__TASK TO COMPLETE__. Repeat what the lines below say, word for word, and skip every image.

──────────

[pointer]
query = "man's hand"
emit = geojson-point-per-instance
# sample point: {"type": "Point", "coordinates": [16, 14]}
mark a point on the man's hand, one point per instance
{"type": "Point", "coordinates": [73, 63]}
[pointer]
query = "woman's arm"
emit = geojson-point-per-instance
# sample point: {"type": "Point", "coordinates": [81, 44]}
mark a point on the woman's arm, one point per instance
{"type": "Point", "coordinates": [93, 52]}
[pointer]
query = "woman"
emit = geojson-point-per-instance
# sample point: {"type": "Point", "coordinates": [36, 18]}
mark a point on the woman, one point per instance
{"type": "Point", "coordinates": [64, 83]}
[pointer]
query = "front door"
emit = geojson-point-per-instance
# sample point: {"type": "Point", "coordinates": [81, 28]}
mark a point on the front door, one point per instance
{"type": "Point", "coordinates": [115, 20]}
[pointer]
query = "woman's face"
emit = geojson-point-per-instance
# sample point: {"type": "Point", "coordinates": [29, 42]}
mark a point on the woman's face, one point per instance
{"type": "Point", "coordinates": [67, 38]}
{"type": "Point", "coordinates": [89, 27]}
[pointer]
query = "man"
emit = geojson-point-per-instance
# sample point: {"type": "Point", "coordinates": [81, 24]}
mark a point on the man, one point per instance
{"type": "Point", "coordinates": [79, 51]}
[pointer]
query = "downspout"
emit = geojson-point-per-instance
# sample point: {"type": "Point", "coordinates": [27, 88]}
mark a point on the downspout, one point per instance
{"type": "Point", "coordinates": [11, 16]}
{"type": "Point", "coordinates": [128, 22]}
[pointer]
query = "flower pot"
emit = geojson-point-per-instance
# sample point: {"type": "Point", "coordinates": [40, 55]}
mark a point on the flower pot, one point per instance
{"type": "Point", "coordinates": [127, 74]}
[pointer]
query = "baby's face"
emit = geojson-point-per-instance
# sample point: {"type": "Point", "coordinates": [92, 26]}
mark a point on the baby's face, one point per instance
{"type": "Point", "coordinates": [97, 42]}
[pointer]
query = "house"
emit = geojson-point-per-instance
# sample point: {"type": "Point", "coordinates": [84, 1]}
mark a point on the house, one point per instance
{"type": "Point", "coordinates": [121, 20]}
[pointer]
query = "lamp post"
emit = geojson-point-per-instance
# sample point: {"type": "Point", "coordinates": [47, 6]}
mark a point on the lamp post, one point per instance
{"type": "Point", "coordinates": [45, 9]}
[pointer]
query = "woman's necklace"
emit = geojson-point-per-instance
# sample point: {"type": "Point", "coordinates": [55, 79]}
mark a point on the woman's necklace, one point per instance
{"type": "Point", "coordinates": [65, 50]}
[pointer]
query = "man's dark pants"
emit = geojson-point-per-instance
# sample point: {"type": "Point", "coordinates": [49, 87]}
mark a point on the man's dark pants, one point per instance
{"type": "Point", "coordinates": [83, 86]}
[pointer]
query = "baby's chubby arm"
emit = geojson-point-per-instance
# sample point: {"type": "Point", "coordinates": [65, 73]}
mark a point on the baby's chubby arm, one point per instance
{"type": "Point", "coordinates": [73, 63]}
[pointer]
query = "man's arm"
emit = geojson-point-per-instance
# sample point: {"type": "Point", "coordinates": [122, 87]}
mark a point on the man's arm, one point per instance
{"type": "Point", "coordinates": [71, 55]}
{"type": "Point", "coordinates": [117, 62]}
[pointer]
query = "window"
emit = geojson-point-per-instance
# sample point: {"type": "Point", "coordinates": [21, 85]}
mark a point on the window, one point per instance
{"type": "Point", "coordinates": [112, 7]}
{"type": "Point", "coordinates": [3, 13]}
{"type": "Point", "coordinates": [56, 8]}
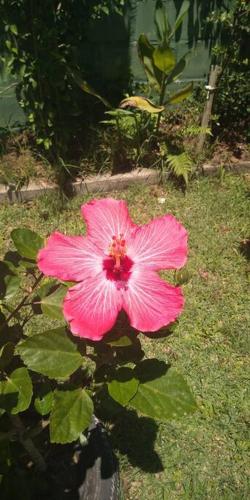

──────────

__THE ANSWER__.
[pointer]
query = "man's hand"
emit = geojson-point-per-instance
# sample point: {"type": "Point", "coordinates": [16, 14]}
mark a point on the man's hand, one point per instance
{"type": "Point", "coordinates": [73, 63]}
[pointer]
query = "woman's arm"
emit = geojson-point-per-instance
# sample point: {"type": "Point", "coordinates": [81, 44]}
mark a point on the woman's arm, one point per instance
{"type": "Point", "coordinates": [93, 52]}
[pointer]
query = "woman"
emit = geojson-point-per-instance
# sample point: {"type": "Point", "coordinates": [36, 18]}
mark a point on the woman, one point per instance
{"type": "Point", "coordinates": [64, 83]}
[pointer]
query = "front door"
emit = geojson-point-per-instance
# sample point: {"type": "Point", "coordinates": [81, 28]}
mark a point on the front door, one point per instance
{"type": "Point", "coordinates": [115, 20]}
[pointer]
query = "woman's face"
emit = geojson-point-per-instance
# sample point: {"type": "Point", "coordinates": [29, 42]}
mark a point on the woman's face, one point per instance
{"type": "Point", "coordinates": [67, 38]}
{"type": "Point", "coordinates": [89, 27]}
[pointer]
query = "man"
emit = geojson-point-per-instance
# sample point: {"type": "Point", "coordinates": [81, 24]}
mark a point on the man, one point per instance
{"type": "Point", "coordinates": [79, 51]}
[pointer]
query = "downspout"
emit = geojson-point-per-instance
# sample point: {"type": "Point", "coordinates": [27, 88]}
mark a point on the downspout, one point per instance
{"type": "Point", "coordinates": [11, 16]}
{"type": "Point", "coordinates": [128, 22]}
[pointer]
query = "flower pot"
emit = geojson-point-per-instance
# sample point: {"type": "Point", "coordinates": [40, 55]}
mark a point on the flower pot, one point per instance
{"type": "Point", "coordinates": [127, 74]}
[pointer]
query = "baby's face"
emit = geojson-point-per-instance
# sample point: {"type": "Point", "coordinates": [92, 26]}
mark a point on the baby's face, one point per instance
{"type": "Point", "coordinates": [97, 42]}
[pointer]
query = "house"
emit = geojson-point-per-instance
# sample point: {"type": "Point", "coordinates": [84, 1]}
mark a point on the house, one point per instance
{"type": "Point", "coordinates": [121, 20]}
[pointer]
query = "lamp post"
emit = geojson-point-per-instance
# sample point: {"type": "Point", "coordinates": [47, 6]}
mark a point on the lamp post, one point per instance
{"type": "Point", "coordinates": [45, 9]}
[pointer]
query = "woman's necklace"
emit = geojson-point-per-instance
# sample point: {"type": "Point", "coordinates": [55, 79]}
mark a point on the woman's necklace, one point per instance
{"type": "Point", "coordinates": [65, 50]}
[pointer]
query = "man's dark pants"
emit = geojson-point-per-instance
# sample point: {"type": "Point", "coordinates": [49, 87]}
mark a point on the man's dark pants, one point per instance
{"type": "Point", "coordinates": [83, 86]}
[pointer]
query = "baby's chubby arm"
emit = geojson-point-per-instance
# sample point: {"type": "Point", "coordinates": [65, 73]}
mark a point on the baby's chubby arm, one point per instance
{"type": "Point", "coordinates": [73, 63]}
[pointer]
query = "man's arm"
emit = geojson-point-per-instance
# sample point: {"type": "Point", "coordinates": [122, 87]}
mark a point on the man's arm, one point per instance
{"type": "Point", "coordinates": [71, 55]}
{"type": "Point", "coordinates": [117, 62]}
[pointer]
query = "window"
emit = geojson-point-per-instance
# sample point: {"type": "Point", "coordinates": [21, 85]}
mark a point on the window, one point per instance
{"type": "Point", "coordinates": [112, 7]}
{"type": "Point", "coordinates": [3, 13]}
{"type": "Point", "coordinates": [56, 8]}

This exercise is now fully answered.